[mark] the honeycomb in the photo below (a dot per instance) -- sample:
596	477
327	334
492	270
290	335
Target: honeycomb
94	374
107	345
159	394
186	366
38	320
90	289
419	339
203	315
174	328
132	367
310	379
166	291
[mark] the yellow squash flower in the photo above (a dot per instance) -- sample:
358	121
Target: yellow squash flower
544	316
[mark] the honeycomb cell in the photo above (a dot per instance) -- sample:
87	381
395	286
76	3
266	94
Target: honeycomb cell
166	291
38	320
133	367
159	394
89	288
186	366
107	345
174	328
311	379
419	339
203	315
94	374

▶ **EXERCISE DESCRIPTION**:
Take every line above that includes the string "instance" and return it.

▶ **RESULT OF THIS EXERCISE**:
[mark] the honeycomb in the photo below (a dot per instance) -- sample:
[mark] the yellow squash flower in the photo above (a dot per instance) -- sample:
[mark] the honeycomb cell in the photo above (a dot per instance) -- sample:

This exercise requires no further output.